* Written request
Substitute "multiple disconnected pieces" for "several separate parts" across all of the items below and reproduce them with nothing else altered. Omit the pictures.

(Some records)
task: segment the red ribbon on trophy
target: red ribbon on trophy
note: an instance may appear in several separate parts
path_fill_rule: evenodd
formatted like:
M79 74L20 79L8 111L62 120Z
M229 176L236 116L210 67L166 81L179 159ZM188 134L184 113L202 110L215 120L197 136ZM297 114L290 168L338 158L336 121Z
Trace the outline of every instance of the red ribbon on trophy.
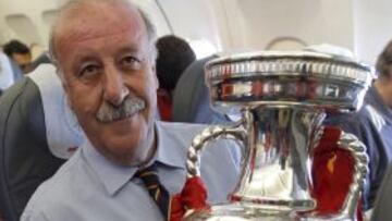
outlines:
M314 152L313 197L317 200L315 214L328 216L339 212L352 183L354 170L350 152L339 148L341 135L339 127L326 126L322 137ZM207 191L200 177L188 179L183 191L171 200L170 221L180 221L187 210L209 209ZM357 220L362 221L360 204Z
M187 179L183 191L171 198L169 220L181 221L191 209L209 209L207 189L199 176Z

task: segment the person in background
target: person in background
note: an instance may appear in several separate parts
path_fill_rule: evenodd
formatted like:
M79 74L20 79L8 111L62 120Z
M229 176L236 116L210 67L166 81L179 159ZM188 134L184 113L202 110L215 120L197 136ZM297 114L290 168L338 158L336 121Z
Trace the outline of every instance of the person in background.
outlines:
M329 116L328 124L339 125L357 136L366 146L370 159L364 189L364 209L371 209L392 159L392 41L379 54L378 78L365 96L358 112Z
M182 38L168 35L157 40L158 109L162 121L171 121L173 90L185 69L196 60L191 46Z
M11 59L0 51L0 90L4 91L7 88L15 83L13 66Z
M22 221L171 217L188 146L206 127L156 120L155 40L154 25L130 0L74 0L60 9L49 51L86 139L37 188ZM200 174L208 201L222 202L238 179L241 154L228 140L211 145Z
M23 73L32 71L32 52L29 48L20 40L11 40L3 46L4 53L13 59Z

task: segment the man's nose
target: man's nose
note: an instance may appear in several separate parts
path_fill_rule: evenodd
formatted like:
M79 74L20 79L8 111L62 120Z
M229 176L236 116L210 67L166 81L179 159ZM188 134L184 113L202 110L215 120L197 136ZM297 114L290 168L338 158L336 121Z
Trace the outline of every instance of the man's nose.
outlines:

* Complete output
task: segment the red ribbon on trophy
target: red ribbon on trophy
note: an instance may appear in multiple disconnected pieces
path_fill_rule: evenodd
formatted like:
M79 74L20 79L8 111L62 120Z
M229 176L236 116L210 67L166 81L179 159ZM188 134L184 113L202 110L215 120L197 136ZM297 114L290 168L338 158L336 121Z
Trace the outline of every instance of the red ribbon on trophy.
outlines:
M314 152L313 197L317 200L315 214L328 216L339 212L352 183L354 170L350 152L339 148L341 135L339 127L326 126L322 137ZM207 191L200 177L188 179L183 191L171 200L170 221L180 221L187 210L209 209ZM357 220L362 221L360 204Z
M187 179L183 191L171 198L169 220L181 221L191 209L209 209L207 189L199 176Z

task: segment the person in background
target: person in background
note: an instance may appear in multiple disconnected pieces
path_fill_rule: evenodd
formatted like:
M79 74L20 79L8 111L62 120Z
M229 176L236 116L210 67L166 81L179 159ZM188 134L184 113L202 110L215 120L197 136ZM297 114L290 168L338 158L336 121Z
Trace the outline of every instance of the person in background.
outlines:
M329 116L328 124L339 125L357 136L366 146L370 159L364 189L364 209L371 209L392 159L392 41L379 54L378 78L365 96L358 112Z
M182 38L168 35L157 40L158 109L162 121L171 121L173 90L185 69L196 60L191 46Z
M11 59L0 51L0 90L4 91L7 88L15 83L13 66Z
M22 221L171 217L188 146L206 127L156 120L155 40L154 25L130 0L74 0L60 9L49 51L86 139L37 188ZM200 174L208 201L222 202L238 179L241 154L228 140L211 145Z
M23 73L32 71L32 52L29 48L20 40L11 40L3 46L4 53L13 59Z

task: segment the man's nose
target: man's nose
note: an instance may appear in multiple disconnected pieces
path_fill_rule: evenodd
formatted like:
M79 74L20 79L8 111L62 120Z
M229 176L236 116L210 67L166 81L179 159ZM188 134L184 113L202 110L215 120L197 136ZM297 114L290 168L338 158L336 121Z
Trace the outline of every instance of the man's nose.
outlines:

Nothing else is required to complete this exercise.